■ **Requirement**
After locating the line that contains "Expected: one point per instance of the tire, each", restate it and each later line word for word through the end of the records.

Items from a data source:
┄┄┄┄┄┄┄┄┄┄
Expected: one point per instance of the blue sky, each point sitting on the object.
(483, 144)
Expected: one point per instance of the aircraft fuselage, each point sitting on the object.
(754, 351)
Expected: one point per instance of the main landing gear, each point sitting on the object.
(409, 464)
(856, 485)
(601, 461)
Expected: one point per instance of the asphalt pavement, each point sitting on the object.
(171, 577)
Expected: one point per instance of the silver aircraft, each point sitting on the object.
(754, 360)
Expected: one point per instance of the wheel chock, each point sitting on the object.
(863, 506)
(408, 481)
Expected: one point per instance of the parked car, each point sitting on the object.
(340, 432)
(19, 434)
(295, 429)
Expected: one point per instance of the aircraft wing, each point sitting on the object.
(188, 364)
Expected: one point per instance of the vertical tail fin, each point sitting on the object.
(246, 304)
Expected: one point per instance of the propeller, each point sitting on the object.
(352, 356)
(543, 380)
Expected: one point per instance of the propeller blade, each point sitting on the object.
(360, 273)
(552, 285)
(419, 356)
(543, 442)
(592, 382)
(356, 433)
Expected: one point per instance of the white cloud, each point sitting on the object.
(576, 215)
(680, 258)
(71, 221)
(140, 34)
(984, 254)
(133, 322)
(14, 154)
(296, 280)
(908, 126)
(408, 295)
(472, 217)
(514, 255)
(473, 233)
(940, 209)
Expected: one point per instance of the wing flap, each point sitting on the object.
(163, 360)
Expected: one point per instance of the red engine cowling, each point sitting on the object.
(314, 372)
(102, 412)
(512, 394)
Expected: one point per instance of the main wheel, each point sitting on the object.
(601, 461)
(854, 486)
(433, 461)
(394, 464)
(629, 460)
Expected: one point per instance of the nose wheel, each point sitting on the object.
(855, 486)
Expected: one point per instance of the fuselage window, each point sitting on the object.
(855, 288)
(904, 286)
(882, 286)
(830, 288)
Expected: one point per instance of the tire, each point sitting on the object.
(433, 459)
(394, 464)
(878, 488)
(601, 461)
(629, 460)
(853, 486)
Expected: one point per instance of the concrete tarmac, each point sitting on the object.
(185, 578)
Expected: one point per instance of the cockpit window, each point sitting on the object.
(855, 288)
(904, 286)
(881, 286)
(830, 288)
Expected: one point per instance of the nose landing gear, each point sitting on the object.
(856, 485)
┄┄┄┄┄┄┄┄┄┄
■ **Answer for this exercise**
Expected: one point per instance of the tire, each point sitting on the object.
(433, 459)
(394, 464)
(878, 488)
(601, 461)
(629, 460)
(853, 486)
Expected: one point per instance of the concrete tarmac, each point sitting on the object.
(185, 578)
Expected: one point per instance of the cockpit window, each point sitting on the object.
(855, 288)
(904, 286)
(881, 286)
(830, 288)
Expected: one point per instance of the nose landing gear, each point sitting on the object.
(856, 485)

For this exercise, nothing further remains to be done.